[Stored data entries]
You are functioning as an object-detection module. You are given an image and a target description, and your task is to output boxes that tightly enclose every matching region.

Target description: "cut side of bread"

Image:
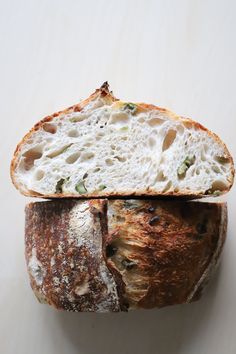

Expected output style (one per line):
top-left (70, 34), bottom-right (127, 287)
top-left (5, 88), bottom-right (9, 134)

top-left (25, 199), bottom-right (227, 312)
top-left (12, 82), bottom-right (234, 198)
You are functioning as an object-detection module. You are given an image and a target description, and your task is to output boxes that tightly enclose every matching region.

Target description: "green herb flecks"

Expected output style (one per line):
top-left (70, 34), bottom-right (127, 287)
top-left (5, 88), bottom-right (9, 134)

top-left (98, 184), bottom-right (107, 191)
top-left (75, 180), bottom-right (87, 194)
top-left (120, 126), bottom-right (129, 131)
top-left (213, 190), bottom-right (221, 197)
top-left (177, 155), bottom-right (196, 178)
top-left (206, 189), bottom-right (221, 197)
top-left (55, 177), bottom-right (69, 194)
top-left (123, 102), bottom-right (137, 114)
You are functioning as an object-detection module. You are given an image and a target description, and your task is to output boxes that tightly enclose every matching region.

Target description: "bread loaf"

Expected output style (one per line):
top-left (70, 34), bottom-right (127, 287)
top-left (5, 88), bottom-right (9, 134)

top-left (12, 83), bottom-right (234, 199)
top-left (25, 199), bottom-right (227, 312)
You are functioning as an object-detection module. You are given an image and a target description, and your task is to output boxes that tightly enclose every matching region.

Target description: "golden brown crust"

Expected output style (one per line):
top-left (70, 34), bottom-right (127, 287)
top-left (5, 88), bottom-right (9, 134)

top-left (105, 199), bottom-right (227, 309)
top-left (25, 199), bottom-right (227, 312)
top-left (11, 82), bottom-right (234, 198)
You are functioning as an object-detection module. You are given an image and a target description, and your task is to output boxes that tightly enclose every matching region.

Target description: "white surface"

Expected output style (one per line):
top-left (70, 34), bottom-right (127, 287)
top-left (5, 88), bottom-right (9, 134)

top-left (0, 0), bottom-right (236, 353)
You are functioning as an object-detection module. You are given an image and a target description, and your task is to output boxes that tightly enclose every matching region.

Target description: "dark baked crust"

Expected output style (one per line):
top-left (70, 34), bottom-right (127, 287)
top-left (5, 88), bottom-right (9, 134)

top-left (25, 199), bottom-right (120, 312)
top-left (11, 82), bottom-right (234, 198)
top-left (25, 199), bottom-right (227, 312)
top-left (105, 200), bottom-right (227, 309)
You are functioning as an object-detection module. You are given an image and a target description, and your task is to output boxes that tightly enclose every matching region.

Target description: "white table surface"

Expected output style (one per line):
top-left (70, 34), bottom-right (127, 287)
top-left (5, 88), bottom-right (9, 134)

top-left (1, 0), bottom-right (236, 353)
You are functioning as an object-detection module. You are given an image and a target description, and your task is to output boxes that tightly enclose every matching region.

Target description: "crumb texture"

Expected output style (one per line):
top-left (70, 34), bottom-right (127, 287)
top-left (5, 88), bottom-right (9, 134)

top-left (13, 87), bottom-right (234, 197)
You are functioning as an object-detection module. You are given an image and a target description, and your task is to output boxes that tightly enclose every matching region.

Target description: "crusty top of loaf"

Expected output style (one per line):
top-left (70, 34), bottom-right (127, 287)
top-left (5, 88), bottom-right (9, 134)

top-left (11, 82), bottom-right (234, 199)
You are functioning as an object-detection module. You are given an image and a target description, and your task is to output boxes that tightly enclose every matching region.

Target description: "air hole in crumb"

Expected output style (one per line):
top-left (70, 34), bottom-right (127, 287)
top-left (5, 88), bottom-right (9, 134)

top-left (114, 156), bottom-right (126, 162)
top-left (22, 147), bottom-right (43, 170)
top-left (212, 165), bottom-right (220, 173)
top-left (183, 121), bottom-right (192, 129)
top-left (80, 152), bottom-right (94, 162)
top-left (201, 150), bottom-right (206, 161)
top-left (177, 125), bottom-right (184, 134)
top-left (93, 167), bottom-right (101, 172)
top-left (109, 112), bottom-right (129, 124)
top-left (147, 117), bottom-right (164, 127)
top-left (34, 169), bottom-right (45, 181)
top-left (156, 171), bottom-right (167, 182)
top-left (96, 132), bottom-right (105, 139)
top-left (211, 180), bottom-right (228, 192)
top-left (84, 142), bottom-right (92, 147)
top-left (138, 117), bottom-right (145, 123)
top-left (162, 129), bottom-right (177, 151)
top-left (68, 129), bottom-right (79, 137)
top-left (111, 144), bottom-right (116, 150)
top-left (214, 155), bottom-right (230, 164)
top-left (196, 168), bottom-right (200, 175)
top-left (43, 123), bottom-right (57, 134)
top-left (148, 137), bottom-right (156, 148)
top-left (46, 144), bottom-right (72, 158)
top-left (160, 156), bottom-right (165, 164)
top-left (66, 152), bottom-right (80, 164)
top-left (163, 181), bottom-right (172, 192)
top-left (27, 189), bottom-right (43, 196)
top-left (105, 158), bottom-right (114, 166)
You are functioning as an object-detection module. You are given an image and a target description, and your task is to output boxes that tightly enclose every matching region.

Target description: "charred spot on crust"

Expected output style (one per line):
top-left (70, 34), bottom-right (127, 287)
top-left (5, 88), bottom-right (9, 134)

top-left (74, 105), bottom-right (81, 112)
top-left (149, 216), bottom-right (160, 226)
top-left (106, 244), bottom-right (117, 258)
top-left (100, 81), bottom-right (110, 96)
top-left (196, 220), bottom-right (207, 234)
top-left (148, 206), bottom-right (155, 213)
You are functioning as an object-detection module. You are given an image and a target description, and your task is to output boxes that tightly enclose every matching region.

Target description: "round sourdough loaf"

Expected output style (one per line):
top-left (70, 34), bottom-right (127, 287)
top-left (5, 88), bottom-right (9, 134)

top-left (25, 199), bottom-right (227, 312)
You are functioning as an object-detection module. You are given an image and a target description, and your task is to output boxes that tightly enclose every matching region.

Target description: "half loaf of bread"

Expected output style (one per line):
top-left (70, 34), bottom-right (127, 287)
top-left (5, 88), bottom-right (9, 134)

top-left (12, 83), bottom-right (234, 198)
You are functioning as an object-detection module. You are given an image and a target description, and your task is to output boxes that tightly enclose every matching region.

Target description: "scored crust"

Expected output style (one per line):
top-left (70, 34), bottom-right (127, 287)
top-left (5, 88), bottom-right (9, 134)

top-left (25, 199), bottom-right (227, 312)
top-left (11, 82), bottom-right (234, 198)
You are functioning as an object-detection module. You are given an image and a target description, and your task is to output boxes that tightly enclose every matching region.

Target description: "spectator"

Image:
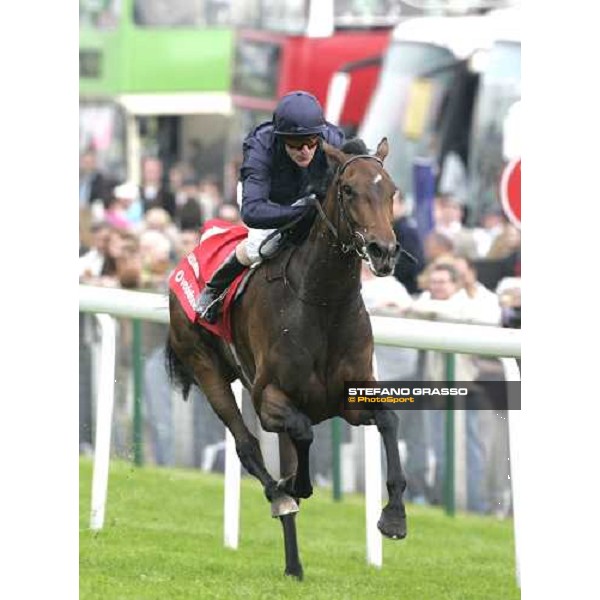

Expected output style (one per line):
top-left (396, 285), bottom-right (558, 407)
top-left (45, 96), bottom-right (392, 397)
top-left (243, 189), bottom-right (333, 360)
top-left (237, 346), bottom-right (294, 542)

top-left (417, 232), bottom-right (455, 292)
top-left (79, 149), bottom-right (113, 208)
top-left (139, 156), bottom-right (176, 219)
top-left (137, 220), bottom-right (178, 467)
top-left (497, 277), bottom-right (521, 329)
top-left (79, 207), bottom-right (94, 252)
top-left (438, 147), bottom-right (468, 207)
top-left (79, 222), bottom-right (111, 282)
top-left (361, 262), bottom-right (412, 316)
top-left (408, 263), bottom-right (472, 325)
top-left (122, 181), bottom-right (144, 227)
top-left (100, 227), bottom-right (139, 286)
top-left (217, 202), bottom-right (243, 225)
top-left (434, 194), bottom-right (478, 259)
top-left (406, 263), bottom-right (500, 513)
top-left (115, 239), bottom-right (143, 289)
top-left (176, 228), bottom-right (200, 259)
top-left (473, 207), bottom-right (507, 258)
top-left (360, 263), bottom-right (426, 502)
top-left (104, 182), bottom-right (140, 231)
top-left (423, 231), bottom-right (454, 264)
top-left (392, 190), bottom-right (425, 295)
top-left (168, 162), bottom-right (187, 205)
top-left (141, 207), bottom-right (180, 254)
top-left (452, 256), bottom-right (502, 326)
top-left (487, 223), bottom-right (521, 260)
top-left (176, 178), bottom-right (204, 231)
top-left (197, 175), bottom-right (223, 221)
top-left (139, 229), bottom-right (174, 292)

Exercise objective: Search the data for the string "surface" and copy every line where it appears.

Solution below:
Target description: "white surface"
Target description: "white table surface"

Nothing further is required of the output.